Aim: Output the rows below verbatim, starting at the line that contains "It would be wonderful if you could pinpoint every cab windshield" and ending at the line that contains "[0,692,242,743]", with both of those lines included.

>>>>

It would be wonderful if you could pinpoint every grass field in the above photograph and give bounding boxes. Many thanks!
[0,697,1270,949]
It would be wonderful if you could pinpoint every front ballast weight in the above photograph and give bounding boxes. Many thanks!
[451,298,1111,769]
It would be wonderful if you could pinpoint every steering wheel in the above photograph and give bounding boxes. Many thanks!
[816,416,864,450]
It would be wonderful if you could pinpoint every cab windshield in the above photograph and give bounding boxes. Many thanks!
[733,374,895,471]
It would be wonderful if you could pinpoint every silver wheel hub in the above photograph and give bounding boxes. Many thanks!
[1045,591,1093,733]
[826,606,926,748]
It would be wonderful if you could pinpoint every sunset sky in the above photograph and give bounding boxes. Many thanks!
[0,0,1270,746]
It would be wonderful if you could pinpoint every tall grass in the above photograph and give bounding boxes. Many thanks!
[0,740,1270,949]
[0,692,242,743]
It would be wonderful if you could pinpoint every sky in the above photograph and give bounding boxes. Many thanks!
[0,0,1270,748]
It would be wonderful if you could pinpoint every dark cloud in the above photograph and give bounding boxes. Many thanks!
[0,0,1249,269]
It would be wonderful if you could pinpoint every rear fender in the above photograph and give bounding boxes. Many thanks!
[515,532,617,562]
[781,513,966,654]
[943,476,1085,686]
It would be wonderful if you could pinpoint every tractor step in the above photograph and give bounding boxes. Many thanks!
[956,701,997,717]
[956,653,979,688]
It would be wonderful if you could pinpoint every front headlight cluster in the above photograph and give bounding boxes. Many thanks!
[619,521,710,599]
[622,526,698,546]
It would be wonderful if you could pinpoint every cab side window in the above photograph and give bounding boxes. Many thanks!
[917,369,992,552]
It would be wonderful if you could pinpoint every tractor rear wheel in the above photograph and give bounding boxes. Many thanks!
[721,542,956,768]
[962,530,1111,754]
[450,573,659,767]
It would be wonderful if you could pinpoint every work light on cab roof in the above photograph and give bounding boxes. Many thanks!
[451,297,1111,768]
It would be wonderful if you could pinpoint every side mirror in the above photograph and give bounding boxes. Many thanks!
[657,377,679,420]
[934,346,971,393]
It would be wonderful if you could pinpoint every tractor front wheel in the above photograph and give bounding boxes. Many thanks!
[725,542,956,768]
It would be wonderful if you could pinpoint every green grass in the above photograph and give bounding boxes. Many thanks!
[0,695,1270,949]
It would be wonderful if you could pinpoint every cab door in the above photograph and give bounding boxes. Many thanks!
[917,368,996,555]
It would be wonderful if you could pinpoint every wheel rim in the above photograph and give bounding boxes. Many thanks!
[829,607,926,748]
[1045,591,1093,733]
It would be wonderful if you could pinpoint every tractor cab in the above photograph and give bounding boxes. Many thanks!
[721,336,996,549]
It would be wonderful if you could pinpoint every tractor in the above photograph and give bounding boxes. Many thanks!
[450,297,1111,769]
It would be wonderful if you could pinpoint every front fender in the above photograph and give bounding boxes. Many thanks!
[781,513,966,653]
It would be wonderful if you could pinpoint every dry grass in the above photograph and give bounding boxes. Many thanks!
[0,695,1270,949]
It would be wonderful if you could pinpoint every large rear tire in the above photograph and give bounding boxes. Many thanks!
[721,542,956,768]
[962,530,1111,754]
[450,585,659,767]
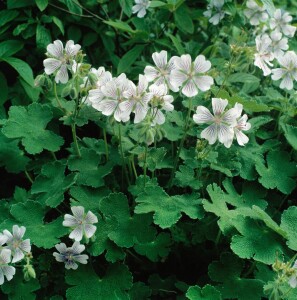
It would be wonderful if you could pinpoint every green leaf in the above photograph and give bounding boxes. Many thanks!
[10,200,68,249]
[174,4,194,34]
[117,45,145,74]
[0,40,24,58]
[2,103,63,154]
[31,161,76,207]
[0,132,30,173]
[35,0,48,11]
[186,284,222,300]
[1,57,34,87]
[208,253,264,300]
[103,20,135,33]
[66,264,132,300]
[134,232,172,262]
[36,24,52,50]
[135,186,203,229]
[100,193,155,248]
[256,151,297,195]
[280,206,297,251]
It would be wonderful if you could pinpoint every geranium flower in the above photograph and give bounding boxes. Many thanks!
[149,84,174,126]
[43,40,81,83]
[132,0,151,18]
[269,9,296,37]
[144,50,178,92]
[63,206,98,242]
[224,103,251,148]
[203,0,225,25]
[3,225,31,263]
[170,54,213,97]
[0,249,15,285]
[90,74,130,122]
[120,75,152,123]
[254,34,274,76]
[244,0,268,26]
[53,242,89,270]
[271,51,297,90]
[193,98,237,147]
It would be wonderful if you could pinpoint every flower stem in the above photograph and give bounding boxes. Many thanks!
[167,98,192,189]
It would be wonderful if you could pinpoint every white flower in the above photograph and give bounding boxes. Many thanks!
[269,9,296,37]
[193,98,237,147]
[144,50,178,92]
[270,30,289,57]
[132,0,151,18]
[271,51,297,90]
[254,34,274,76]
[224,103,251,148]
[3,225,31,263]
[203,0,225,25]
[244,0,268,25]
[170,54,213,97]
[120,75,152,123]
[90,74,130,122]
[63,206,98,242]
[149,84,174,126]
[43,40,81,83]
[0,249,15,285]
[53,242,89,270]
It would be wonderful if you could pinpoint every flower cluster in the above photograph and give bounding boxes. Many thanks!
[244,0,297,90]
[0,225,31,285]
[193,98,251,148]
[53,206,98,270]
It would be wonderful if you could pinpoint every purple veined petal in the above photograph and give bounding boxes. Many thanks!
[55,243,67,253]
[194,75,214,92]
[69,225,83,242]
[43,58,62,75]
[99,100,118,116]
[74,254,89,265]
[234,129,249,146]
[19,239,31,253]
[84,224,97,239]
[119,100,135,115]
[174,54,192,74]
[194,55,211,73]
[11,248,25,263]
[65,40,81,57]
[85,210,98,224]
[12,225,26,240]
[211,98,228,116]
[201,124,218,145]
[218,124,234,144]
[152,50,167,70]
[1,266,15,281]
[65,260,78,270]
[55,65,69,84]
[182,79,198,97]
[279,74,293,90]
[53,252,65,262]
[71,206,85,220]
[0,249,11,265]
[137,74,148,95]
[170,69,188,88]
[71,242,86,255]
[62,214,80,227]
[134,103,148,124]
[144,66,160,82]
[193,105,214,124]
[101,81,118,100]
[0,230,8,246]
[46,40,64,59]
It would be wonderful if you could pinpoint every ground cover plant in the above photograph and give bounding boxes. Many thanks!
[0,0,297,300]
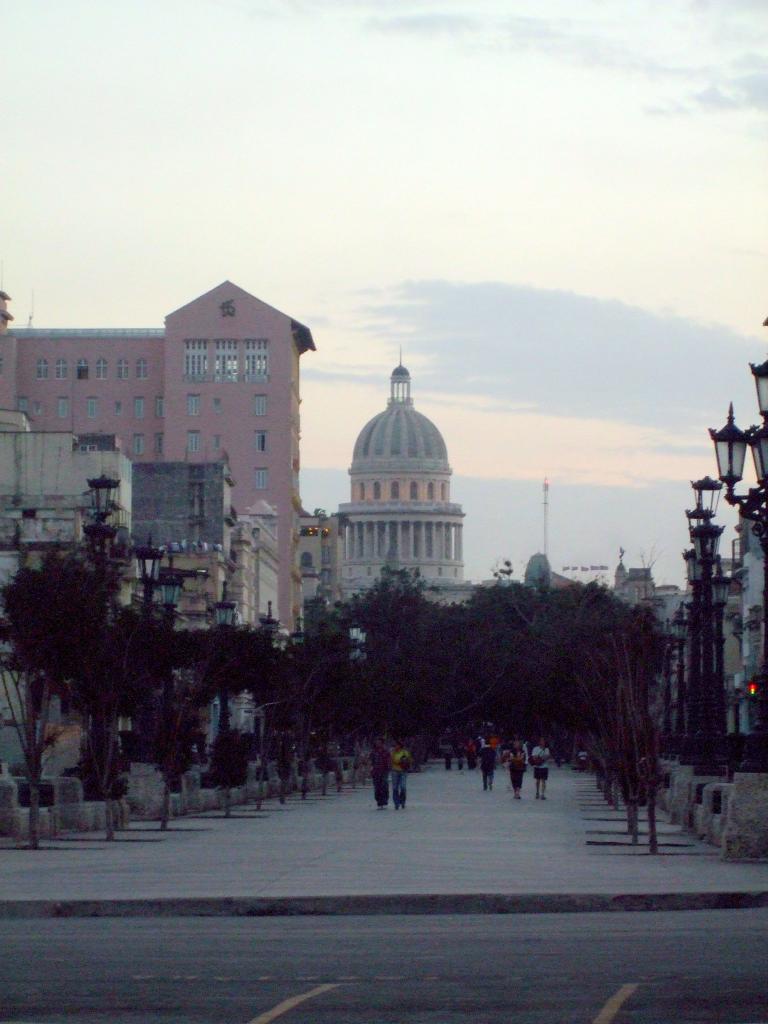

<<<<

Output below:
It would be wonderful if you could pinpoint every cab windshield in the above photograph and give bounding boxes. Many thanks!
[733,374,895,471]
It would be wonderful if you could pinpoint every silver wheel hub in the above photograph and give bounding boxes. Many thanks!
[1045,591,1093,733]
[826,606,926,748]
It would be wonderful if you could pinpoint every sunset sky in the above photograph and give bounding boxes. Many thanks!
[0,0,1270,746]
It would be wonderful if you could pinpoint every tall grass in the above photograph and give bounding boxes. Many thanks!
[0,740,1270,949]
[0,692,242,743]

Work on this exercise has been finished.